### GIVEN PASSAGE
## Begin

1. Line 687: train_model expects device: str | None, but device is a torch.device object. This works due to duck typing but is a type mismatch.

2. Lines 694-699: The verbose block always calls evaluate_classification_model, even when task="regression" (Hellinger distance). This produces meaningless metrics for regression.

Apply this diff:

         train_model(
             model,
             train_loader,
             optimizer,
             loss_fn,
             task=task,
             num_epochs=num_epochs,
-            device=device,
+            device=str(device),
             verbose=verbose,
             val_loader=val_loader,
             patience=30,
             min_delta=0.0,
             restore_best=True,
         )
         if verbose:
             test_loader = DataLoader(training_data.X_test, batch_size=16, shuffle=False)
-            avg_loss_test, dict_results, _ = evaluate_classification_model(
-                model, test_loader, loss_fn=loss_fn, device=device, verbose=verbose
-            )
+            if task == "regression":
+                avg_loss_test, dict_results, _ = evaluate_regression_model(
+                    model, test_loader, loss_fn=loss_fn, device=str(device), verbose=verbose
+                )
+            else:
+                avg_loss_test, dict_results, _ = evaluate_classification_model(
+                    model, test_loader, loss_fn=loss_fn, device=str(device), verbose=verbose
+                )
             print(f"Test loss: {avg_loss_test:.4f}, {dict_results}")

---

835-867: Critical: Multiple bugs will cause GNN prediction to fail at runtime.

Four issues in the GNN prediction path:

1. Line 845: json_dict["mlp_units"] will raise KeyError since training saves "mlp" as a string, not "mlp_units" as a list.

2. Line 856: Uses num_gates but PyTorch Geometric expects num_nodes. Inconsistent with training code at line 335.

3. Line 858: gnn_model.classes is never defined on the GNN class. This will raise AttributeError.

4. Lines 860-864: Output shape mismatch. The model returns shape [1, num_devices] for a single Data object, but len(outputs) returns 1 (batch dimension), not num_devices. The assertion will fail.

## End

### PROBLEM SET
a. Answer from the code review:
(i) What type does train_model expect for its device argument?
(ii) In the diff, which function is called when task is "regression"?
(iii) What key does training save in place of "mlp_units"?
b. Extend the code review with new text that picks up after its last sentence.
The rows after this point are separate material and are not part of the code review.

### LISTED RECORDS
## Begin

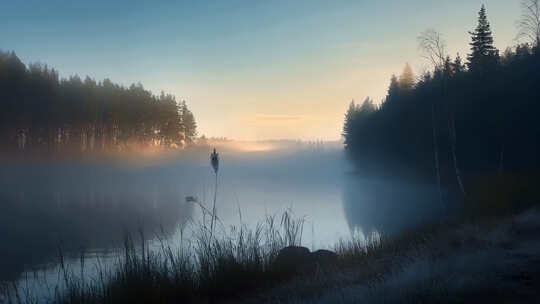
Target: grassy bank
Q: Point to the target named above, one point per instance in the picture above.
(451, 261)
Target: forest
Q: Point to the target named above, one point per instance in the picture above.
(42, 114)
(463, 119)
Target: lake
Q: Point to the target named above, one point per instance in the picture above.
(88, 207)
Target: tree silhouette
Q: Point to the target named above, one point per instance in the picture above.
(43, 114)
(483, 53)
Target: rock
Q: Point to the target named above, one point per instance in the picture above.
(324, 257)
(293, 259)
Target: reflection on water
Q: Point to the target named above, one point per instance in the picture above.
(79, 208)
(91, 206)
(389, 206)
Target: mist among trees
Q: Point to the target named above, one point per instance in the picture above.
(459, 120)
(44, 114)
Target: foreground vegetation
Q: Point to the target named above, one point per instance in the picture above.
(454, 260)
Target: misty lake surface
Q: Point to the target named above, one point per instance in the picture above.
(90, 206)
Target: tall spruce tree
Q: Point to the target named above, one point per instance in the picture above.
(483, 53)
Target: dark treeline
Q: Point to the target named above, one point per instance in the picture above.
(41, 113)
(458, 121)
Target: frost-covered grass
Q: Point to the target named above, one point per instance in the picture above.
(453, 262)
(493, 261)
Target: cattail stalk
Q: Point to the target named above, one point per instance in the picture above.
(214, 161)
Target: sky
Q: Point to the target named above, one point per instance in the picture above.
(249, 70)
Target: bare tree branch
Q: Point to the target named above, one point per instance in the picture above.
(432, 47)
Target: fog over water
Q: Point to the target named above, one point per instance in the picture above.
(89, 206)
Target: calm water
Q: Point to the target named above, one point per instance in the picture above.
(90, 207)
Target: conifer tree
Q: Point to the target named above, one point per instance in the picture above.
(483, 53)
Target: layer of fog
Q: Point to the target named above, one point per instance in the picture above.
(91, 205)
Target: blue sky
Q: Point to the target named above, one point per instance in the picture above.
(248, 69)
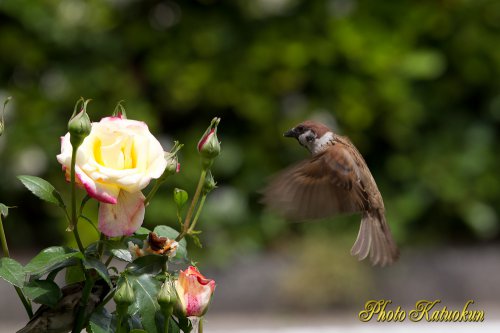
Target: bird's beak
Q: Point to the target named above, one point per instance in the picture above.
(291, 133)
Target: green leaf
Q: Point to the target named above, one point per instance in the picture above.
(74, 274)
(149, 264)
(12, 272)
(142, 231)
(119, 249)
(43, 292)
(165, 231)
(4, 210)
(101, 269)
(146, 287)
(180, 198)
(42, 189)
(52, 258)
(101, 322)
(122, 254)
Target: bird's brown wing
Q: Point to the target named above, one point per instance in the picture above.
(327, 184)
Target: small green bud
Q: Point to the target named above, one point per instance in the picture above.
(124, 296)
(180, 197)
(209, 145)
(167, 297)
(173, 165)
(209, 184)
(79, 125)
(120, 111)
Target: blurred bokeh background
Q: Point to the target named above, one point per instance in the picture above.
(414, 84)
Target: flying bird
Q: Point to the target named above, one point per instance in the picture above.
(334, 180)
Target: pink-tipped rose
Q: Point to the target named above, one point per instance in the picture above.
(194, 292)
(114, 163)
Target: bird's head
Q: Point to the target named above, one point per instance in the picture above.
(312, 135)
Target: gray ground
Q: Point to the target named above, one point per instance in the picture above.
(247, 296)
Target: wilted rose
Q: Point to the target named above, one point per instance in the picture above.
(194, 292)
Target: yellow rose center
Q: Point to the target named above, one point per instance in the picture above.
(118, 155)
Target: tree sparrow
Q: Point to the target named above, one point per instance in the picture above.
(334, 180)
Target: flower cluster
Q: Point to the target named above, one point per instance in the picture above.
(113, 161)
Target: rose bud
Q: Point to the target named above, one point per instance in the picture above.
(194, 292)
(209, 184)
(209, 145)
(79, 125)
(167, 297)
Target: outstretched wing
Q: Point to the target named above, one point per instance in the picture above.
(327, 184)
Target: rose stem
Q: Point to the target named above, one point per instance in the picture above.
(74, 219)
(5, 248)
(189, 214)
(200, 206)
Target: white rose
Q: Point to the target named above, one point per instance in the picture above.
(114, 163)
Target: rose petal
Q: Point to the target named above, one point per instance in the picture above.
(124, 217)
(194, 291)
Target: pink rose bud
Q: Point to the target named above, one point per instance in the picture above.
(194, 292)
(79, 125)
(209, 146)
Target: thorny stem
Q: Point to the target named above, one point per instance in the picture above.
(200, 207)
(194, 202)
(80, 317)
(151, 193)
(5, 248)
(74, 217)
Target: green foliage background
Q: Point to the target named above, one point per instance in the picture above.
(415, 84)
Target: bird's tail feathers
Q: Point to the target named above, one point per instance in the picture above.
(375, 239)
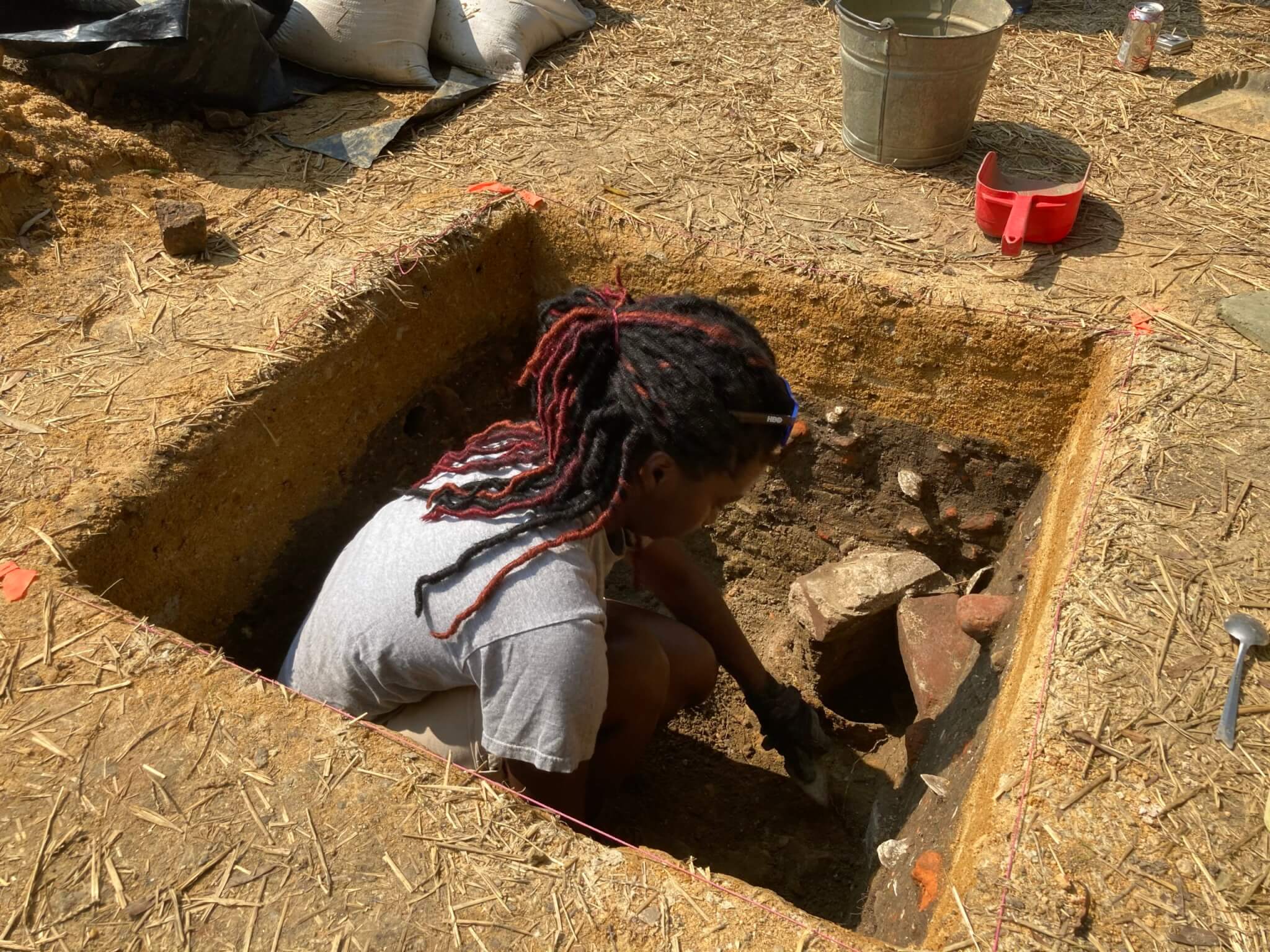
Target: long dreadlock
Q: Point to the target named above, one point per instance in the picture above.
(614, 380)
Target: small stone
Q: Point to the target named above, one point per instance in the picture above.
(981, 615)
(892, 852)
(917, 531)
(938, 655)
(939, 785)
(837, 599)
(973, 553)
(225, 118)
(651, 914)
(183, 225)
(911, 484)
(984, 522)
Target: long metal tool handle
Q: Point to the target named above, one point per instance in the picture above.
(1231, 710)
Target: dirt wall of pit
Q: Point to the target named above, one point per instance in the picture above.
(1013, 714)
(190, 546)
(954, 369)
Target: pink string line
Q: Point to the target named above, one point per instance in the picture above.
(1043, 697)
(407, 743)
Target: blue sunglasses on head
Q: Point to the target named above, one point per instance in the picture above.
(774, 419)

## End

### TASK RESPONSES
a.
(i) str | None
(ii) evaluate_regression_model
(iii) "mlp", saved as a string

b.
Apply this diff:

         gnn_model.load_state_dict(torch.load(path))
         x, edge_index, number_of_gates = create_dag(qc)
-        feature_vector = Data(x=x, edge_index=edge_index, num_gates=number_of_gates)
+        feature_vector = Data(x=x, edge_index=edge_index, num_nodes=number_of_gates)
         gnn_model.eval()
-        class_labels = gnn_model.classes
+        class_labels = json_dict["classes"]  # Load from JSON metadata
         with torch.no_grad():
             outputs = gnn_model(feature_vector)
+        outputs = outputs.squeeze(0)  # Remove batch dimension [1, num_devices] -> [num_devices]
         assert class_labels is not None
         if len(class_labels) != len(outputs):
             msg = "outputs and class_labels must be same length"
             raise ValueError(msg)

         pairs = sorted(zip(outputs.tolist(), class_labels, strict=False), reverse=True)

Also fix the model instantiation to parse mlp from JSON:

         gnn_model = GNN(
             in_feats=int(len(get_openqasm3_gates()) + 1 + 6 + 3 + 1 + 1),
             num_conv_wo_resnet=json_dict["num_conv_wo_resnet"],
             hidden_dim=json_dict["hidden_dim"],
             num_resnet_layers=json_dict["num_resnet_layers"],
-            mlp_units=json_dict["mlp_units"],
+            mlp_units=json_dict.get("mlp_units") or ([] if json_dict["mlp"] == "none" else [int(x) for x in json_dict["mlp"].split(",")]),
             output_dim=json_dict["num_outputs"],

---

606-606: Dead code: list comprehension result is discarded.

Line 606 computes [dev.description for dev in self.devices] but the result is not assigned to any variable. This appears to be leftover code.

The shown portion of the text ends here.